[Exercise aim]
Provide an exact reproduction of every entry.

[Input data]
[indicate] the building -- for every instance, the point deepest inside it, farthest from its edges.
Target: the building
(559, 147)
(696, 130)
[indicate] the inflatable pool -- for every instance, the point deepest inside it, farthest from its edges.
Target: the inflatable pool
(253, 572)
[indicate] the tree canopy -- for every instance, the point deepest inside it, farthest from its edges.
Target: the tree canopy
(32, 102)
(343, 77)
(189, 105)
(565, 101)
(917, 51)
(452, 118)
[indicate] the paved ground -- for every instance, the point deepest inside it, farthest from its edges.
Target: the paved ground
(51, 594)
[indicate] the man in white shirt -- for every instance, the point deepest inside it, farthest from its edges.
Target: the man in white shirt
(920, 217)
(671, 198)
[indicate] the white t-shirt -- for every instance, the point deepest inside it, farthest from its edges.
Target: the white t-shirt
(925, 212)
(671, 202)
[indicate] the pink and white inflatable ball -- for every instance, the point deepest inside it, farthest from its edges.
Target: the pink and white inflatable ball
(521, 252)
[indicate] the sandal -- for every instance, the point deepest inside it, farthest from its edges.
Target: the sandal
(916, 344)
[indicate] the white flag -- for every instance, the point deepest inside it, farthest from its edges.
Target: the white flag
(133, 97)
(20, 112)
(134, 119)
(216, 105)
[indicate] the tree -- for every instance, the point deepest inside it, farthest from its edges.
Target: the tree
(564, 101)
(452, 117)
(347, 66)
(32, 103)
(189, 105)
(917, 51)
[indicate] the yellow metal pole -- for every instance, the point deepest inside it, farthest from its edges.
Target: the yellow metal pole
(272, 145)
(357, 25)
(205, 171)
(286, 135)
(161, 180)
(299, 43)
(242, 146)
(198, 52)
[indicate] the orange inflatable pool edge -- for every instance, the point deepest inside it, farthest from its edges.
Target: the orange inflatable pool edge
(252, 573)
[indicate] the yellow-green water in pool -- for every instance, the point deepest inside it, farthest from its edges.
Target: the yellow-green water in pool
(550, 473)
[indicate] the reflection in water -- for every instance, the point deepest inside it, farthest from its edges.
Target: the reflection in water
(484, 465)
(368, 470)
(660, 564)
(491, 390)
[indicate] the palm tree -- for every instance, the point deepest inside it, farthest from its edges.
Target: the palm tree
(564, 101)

[Written reply]
[indicate] the building -- for every instance, the point deepest inside it, farthest from its edges.
Target: the building
(559, 147)
(696, 130)
[indicate] the inflatable pool -- for every instance, the point deepest inside it, farthest from its edges.
Target: the inflatable pool
(253, 572)
[indicate] the tree canopy -- for every instance, the point deepest inside it, farthest from its edges.
Target: the tree canopy
(32, 102)
(343, 77)
(189, 105)
(565, 101)
(917, 51)
(452, 118)
[indicate] the paved ground -- for every instance, the point deepest inside it, farthest from its edges.
Target: the paved ground
(51, 594)
[indicate] the man in white shirt -- for every instance, the point deepest inside it, farthest from its edges.
Target: the man in white shirt
(920, 217)
(671, 198)
[indicate] the white t-shirt -- for every instance, the point deepest inside it, farthest from its edges.
Target: the white t-shirt
(925, 212)
(671, 202)
[indicate] the pink and white inflatable ball -- for every instance, the point deepest inside it, farthest from its edges.
Target: the pink and white inflatable ball
(521, 252)
[indicate] the sandal -- for every instance, the point deepest inside it, farthest from its edges.
Target: the sandal
(916, 344)
[indicate] the white flag -- for every instance, the point deepest inside it, farthest from its edges.
Target: the white flag
(133, 97)
(20, 112)
(134, 119)
(216, 105)
[indicate] the tree -- for every instance, the point deepest inside it, farthest from its edges.
Target: the tree
(564, 101)
(452, 117)
(347, 66)
(32, 103)
(189, 105)
(917, 51)
[indicate] the yellow metal pole -- for every instance, the point deepest inside it, farthest from its edges.
Target: the yellow metal pole
(272, 145)
(357, 25)
(205, 171)
(286, 135)
(161, 180)
(299, 43)
(242, 146)
(198, 52)
[indicate] the orange inflatable pool edge -- for every instance, the point deepest inside it, farthest from its edges.
Target: the orange inflatable pool edge
(252, 573)
[indicate] the yellow-green water in pool -- for every instance, the point deepest inside it, farthest from its edges.
Target: the yellow-green water in pool
(550, 473)
[indicate] the reflection in water -- for every instance, the point deepest inside it, farthest from its edges.
Target: the reflection in water
(484, 465)
(368, 470)
(660, 564)
(491, 390)
[indicate] the palm tree -- for every instance, the point deepest inside it, farthest from its edges.
Target: the palm tree
(564, 101)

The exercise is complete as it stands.